--- YOUR GOAL ---
Report every line below that contains the string "hatchback", copying each such line in full.

--- DATA FOR THE TASK ---
▶
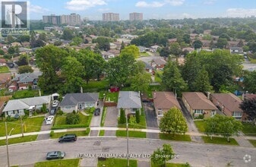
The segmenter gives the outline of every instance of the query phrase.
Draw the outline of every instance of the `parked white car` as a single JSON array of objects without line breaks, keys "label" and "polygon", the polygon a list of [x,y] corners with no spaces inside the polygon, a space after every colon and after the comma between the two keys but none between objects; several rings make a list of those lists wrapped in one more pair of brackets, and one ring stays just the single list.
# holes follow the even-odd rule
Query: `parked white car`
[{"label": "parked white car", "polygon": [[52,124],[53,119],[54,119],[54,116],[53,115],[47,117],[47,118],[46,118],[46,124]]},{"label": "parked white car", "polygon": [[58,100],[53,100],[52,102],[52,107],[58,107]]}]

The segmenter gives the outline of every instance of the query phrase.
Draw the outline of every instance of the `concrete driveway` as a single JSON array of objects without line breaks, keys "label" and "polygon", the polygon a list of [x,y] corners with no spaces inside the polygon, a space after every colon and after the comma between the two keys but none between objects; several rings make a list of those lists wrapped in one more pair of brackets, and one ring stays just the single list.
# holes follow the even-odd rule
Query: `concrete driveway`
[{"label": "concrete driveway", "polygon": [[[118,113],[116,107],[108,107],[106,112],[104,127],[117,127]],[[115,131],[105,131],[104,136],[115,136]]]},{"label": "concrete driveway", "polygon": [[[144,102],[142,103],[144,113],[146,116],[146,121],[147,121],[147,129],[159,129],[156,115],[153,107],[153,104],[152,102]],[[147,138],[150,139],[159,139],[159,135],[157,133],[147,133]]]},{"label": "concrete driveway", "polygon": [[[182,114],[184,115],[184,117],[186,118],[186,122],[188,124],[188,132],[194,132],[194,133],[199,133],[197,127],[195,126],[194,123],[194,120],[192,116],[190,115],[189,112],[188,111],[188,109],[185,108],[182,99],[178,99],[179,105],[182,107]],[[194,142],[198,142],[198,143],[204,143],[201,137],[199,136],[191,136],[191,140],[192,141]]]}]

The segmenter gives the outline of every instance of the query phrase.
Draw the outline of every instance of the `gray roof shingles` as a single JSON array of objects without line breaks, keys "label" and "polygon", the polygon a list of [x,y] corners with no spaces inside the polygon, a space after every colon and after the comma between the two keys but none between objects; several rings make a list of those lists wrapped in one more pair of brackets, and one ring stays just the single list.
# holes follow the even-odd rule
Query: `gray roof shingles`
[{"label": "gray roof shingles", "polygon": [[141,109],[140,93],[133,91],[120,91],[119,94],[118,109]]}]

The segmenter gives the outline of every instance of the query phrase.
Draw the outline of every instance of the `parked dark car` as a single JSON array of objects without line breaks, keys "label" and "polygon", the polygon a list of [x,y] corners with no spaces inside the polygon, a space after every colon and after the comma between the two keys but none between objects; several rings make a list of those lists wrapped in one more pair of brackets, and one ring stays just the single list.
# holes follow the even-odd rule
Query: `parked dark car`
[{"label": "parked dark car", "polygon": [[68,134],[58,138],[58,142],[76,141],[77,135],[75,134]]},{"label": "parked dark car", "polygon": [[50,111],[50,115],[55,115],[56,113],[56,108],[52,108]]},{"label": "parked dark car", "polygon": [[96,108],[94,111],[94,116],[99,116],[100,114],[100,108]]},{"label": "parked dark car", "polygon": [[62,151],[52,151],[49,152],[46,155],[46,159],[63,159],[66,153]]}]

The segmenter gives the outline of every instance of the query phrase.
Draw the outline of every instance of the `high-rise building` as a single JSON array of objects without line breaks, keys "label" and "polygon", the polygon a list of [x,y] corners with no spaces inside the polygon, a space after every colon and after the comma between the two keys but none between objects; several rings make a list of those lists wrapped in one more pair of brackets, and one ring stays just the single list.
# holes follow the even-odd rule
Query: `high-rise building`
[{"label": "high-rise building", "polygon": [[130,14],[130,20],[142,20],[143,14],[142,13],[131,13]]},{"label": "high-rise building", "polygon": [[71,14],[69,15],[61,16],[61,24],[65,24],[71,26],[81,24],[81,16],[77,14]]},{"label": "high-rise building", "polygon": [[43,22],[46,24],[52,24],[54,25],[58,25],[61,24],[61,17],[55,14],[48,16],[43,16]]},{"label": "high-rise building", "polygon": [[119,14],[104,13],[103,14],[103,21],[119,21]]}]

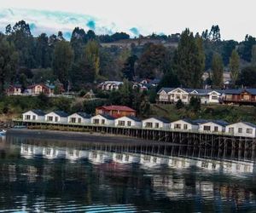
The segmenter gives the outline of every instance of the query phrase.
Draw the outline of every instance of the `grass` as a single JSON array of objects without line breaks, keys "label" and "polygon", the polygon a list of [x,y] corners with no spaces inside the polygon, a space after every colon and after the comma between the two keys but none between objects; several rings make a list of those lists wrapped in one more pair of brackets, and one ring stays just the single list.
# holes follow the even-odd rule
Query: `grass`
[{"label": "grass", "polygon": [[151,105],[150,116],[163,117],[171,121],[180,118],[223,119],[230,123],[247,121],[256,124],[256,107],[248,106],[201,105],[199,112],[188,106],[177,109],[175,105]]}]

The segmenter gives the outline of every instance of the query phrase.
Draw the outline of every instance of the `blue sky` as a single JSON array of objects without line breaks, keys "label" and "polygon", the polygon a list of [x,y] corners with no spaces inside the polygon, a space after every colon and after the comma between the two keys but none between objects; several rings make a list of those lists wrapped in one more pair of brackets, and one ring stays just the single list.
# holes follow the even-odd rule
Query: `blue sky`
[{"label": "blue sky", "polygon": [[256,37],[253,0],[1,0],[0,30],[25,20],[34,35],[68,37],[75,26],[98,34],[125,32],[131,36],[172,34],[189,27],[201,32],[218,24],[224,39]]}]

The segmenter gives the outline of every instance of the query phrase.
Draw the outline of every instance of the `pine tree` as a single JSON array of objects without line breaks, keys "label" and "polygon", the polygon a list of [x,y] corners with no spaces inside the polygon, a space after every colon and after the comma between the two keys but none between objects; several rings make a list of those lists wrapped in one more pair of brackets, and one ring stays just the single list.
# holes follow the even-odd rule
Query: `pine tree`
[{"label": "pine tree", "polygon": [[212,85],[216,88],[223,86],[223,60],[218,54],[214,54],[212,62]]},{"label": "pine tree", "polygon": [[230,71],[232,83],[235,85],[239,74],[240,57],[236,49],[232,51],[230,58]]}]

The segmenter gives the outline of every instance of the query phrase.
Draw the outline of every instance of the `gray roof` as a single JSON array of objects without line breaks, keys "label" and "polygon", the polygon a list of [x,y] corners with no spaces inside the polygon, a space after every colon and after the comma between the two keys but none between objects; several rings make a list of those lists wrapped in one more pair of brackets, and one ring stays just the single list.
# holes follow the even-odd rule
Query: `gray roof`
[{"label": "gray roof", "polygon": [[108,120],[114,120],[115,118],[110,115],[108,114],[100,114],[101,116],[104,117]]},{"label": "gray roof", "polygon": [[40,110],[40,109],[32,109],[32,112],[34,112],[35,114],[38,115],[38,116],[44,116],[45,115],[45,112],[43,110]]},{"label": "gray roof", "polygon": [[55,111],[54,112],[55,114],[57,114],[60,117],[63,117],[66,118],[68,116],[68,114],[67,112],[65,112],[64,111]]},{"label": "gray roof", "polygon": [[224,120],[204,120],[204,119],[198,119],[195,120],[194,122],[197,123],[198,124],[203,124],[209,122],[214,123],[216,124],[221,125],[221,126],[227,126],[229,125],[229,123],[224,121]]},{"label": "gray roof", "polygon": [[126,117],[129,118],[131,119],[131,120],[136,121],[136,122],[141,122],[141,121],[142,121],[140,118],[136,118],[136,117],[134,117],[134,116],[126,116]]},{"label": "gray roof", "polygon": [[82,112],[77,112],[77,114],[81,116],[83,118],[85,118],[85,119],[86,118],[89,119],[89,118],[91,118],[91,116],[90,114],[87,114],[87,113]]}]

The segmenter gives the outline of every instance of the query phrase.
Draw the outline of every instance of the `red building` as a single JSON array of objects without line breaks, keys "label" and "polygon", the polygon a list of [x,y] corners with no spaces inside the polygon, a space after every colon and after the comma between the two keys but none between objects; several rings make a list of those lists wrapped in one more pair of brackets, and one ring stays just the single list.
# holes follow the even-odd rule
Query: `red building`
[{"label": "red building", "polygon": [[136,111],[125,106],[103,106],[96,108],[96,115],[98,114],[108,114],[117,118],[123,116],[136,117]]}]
◀
▶
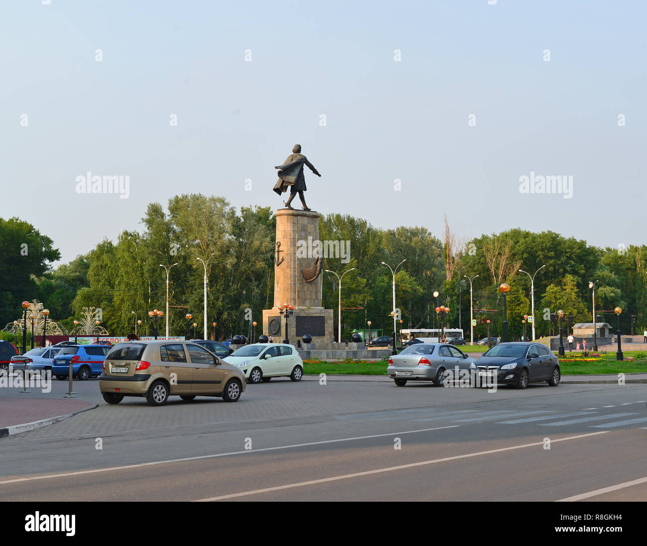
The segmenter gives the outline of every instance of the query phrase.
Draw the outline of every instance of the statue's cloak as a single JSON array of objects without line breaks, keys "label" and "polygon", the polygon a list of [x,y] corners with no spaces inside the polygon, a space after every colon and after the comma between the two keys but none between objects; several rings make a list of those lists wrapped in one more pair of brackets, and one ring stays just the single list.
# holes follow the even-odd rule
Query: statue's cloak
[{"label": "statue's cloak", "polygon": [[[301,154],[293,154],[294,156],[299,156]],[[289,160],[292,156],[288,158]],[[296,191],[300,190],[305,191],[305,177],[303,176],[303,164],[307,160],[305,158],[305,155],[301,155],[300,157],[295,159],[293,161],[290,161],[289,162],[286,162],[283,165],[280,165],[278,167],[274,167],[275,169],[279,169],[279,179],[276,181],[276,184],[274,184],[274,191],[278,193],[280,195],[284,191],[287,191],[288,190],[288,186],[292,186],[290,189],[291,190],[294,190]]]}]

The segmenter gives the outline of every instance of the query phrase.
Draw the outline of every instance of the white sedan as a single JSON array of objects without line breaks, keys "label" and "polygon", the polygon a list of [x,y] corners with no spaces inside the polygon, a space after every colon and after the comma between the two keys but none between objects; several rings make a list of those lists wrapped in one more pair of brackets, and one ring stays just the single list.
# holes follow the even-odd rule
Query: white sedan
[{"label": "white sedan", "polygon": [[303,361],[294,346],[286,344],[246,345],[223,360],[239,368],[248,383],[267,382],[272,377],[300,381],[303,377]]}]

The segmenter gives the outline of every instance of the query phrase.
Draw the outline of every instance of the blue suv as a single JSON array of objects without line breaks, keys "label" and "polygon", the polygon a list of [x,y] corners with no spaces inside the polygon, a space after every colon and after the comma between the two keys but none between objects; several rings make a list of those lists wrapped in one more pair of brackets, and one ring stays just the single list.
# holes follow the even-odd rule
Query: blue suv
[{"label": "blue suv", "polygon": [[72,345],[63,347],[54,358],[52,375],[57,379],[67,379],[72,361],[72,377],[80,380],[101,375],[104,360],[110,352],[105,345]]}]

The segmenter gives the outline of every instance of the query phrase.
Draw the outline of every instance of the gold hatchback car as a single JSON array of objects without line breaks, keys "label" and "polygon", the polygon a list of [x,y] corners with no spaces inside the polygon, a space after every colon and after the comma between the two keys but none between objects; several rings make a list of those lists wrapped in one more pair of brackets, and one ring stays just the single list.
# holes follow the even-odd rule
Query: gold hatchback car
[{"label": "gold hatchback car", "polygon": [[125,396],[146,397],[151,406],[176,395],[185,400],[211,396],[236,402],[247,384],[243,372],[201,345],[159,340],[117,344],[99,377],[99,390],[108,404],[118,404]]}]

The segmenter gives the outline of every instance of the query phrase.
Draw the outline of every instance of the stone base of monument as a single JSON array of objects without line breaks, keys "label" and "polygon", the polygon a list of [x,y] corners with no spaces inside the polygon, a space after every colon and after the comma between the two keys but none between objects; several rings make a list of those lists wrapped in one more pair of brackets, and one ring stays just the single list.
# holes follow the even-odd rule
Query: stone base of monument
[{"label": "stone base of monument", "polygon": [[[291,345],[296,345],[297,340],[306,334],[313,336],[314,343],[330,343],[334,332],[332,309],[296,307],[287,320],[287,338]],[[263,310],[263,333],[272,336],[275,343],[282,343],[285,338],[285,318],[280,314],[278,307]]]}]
◀
▶
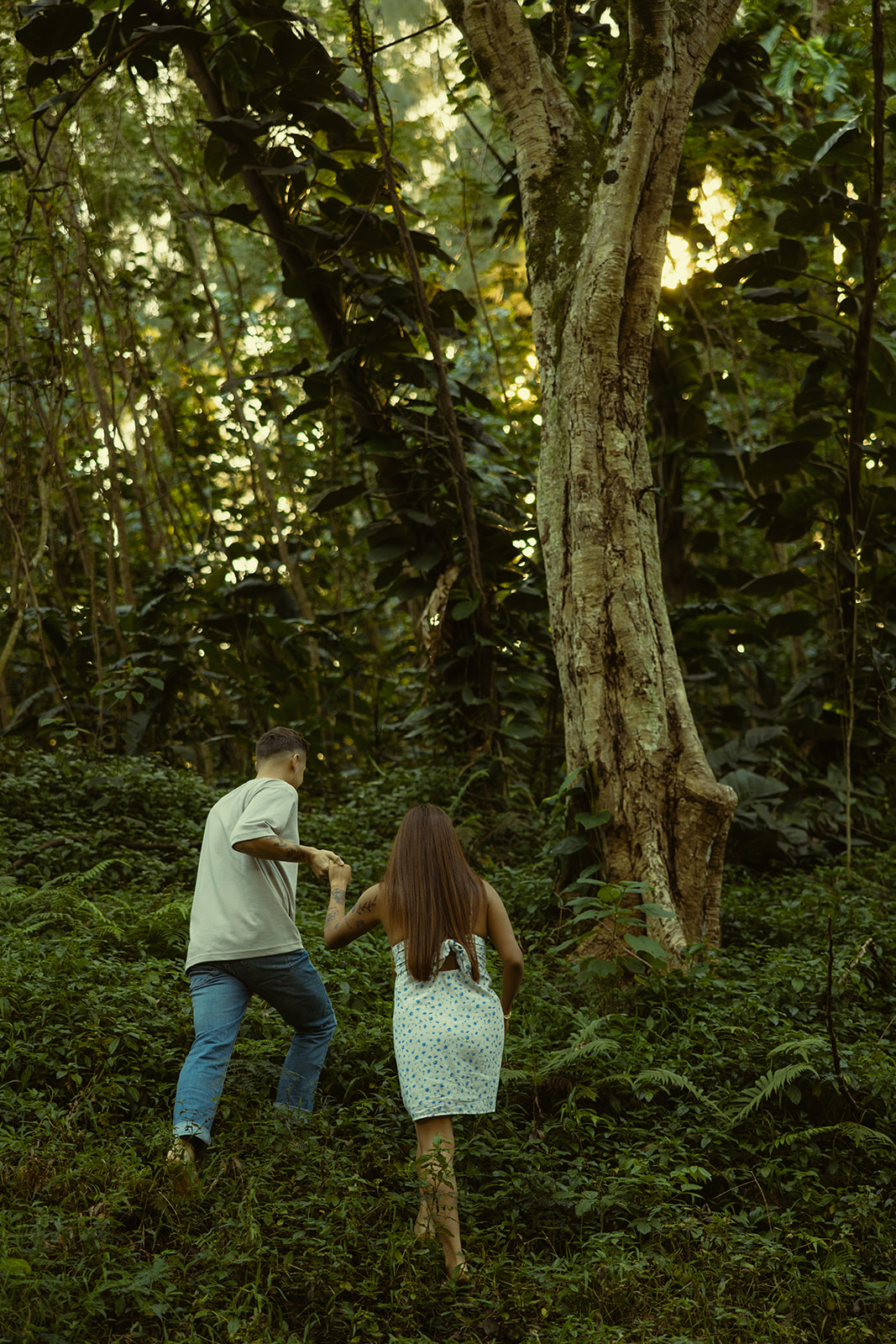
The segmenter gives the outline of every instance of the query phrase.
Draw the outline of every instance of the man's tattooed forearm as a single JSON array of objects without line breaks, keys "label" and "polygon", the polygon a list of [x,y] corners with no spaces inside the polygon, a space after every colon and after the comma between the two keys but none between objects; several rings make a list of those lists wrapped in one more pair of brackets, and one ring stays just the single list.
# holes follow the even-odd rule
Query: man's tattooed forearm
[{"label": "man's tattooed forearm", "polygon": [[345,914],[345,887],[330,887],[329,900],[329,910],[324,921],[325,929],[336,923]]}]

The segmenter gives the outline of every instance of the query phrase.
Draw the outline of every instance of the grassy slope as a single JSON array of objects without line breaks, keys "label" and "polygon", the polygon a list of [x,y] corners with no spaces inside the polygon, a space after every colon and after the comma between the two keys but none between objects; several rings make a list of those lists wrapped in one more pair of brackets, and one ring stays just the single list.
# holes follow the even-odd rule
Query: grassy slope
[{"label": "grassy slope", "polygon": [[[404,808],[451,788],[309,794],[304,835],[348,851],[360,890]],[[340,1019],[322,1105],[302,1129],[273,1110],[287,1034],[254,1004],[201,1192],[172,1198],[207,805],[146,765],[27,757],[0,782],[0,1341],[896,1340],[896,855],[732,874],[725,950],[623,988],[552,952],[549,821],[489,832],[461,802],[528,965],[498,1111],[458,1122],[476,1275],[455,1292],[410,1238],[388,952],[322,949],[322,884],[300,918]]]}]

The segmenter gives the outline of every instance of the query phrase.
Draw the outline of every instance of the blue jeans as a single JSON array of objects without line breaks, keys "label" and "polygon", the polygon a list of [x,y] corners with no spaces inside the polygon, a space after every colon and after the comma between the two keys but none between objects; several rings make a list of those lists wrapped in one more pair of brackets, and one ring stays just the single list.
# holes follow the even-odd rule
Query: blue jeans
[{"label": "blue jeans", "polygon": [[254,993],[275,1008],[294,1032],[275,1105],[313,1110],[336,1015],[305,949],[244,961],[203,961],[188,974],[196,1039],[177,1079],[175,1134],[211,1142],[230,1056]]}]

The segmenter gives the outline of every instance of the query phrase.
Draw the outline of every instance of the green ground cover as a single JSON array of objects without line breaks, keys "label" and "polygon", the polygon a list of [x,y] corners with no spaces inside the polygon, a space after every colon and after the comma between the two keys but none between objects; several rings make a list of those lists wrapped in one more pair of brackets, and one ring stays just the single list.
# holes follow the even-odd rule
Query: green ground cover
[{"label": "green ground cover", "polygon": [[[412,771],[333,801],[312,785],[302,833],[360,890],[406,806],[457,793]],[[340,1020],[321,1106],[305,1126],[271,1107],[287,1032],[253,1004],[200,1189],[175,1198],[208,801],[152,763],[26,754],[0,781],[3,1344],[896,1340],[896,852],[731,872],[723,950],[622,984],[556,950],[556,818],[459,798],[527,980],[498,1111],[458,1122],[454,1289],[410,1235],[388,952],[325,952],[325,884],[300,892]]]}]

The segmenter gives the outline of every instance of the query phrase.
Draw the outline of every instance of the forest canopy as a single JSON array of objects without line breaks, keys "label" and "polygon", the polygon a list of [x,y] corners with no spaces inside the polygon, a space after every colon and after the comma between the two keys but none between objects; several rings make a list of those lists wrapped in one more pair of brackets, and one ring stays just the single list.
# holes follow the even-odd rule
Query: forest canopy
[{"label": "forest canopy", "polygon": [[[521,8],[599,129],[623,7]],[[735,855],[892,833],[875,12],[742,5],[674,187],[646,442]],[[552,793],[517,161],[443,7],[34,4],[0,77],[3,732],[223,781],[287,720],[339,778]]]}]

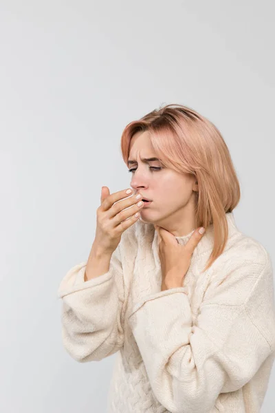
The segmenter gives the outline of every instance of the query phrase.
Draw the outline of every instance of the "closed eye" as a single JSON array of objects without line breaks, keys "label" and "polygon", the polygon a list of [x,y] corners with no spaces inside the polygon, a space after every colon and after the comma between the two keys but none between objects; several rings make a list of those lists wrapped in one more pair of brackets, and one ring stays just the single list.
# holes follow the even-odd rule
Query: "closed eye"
◀
--- RESULT ---
Draw the outline of every instance of the gold hatchback car as a single JSON array of objects without line breaks, keys "label" and "polygon", the polygon a list of [x,y] corners with no spaces inside the polygon, a space after every colon and after the comma between the two keys but none between objects; several rings make a list of those lists wrapped in one more pair of brackets, and one ring stays just the single list.
Query: gold hatchback car
[{"label": "gold hatchback car", "polygon": [[125,396],[146,397],[151,406],[176,395],[185,400],[211,396],[236,402],[247,384],[243,372],[201,345],[159,340],[117,344],[99,377],[99,390],[108,404],[118,404]]}]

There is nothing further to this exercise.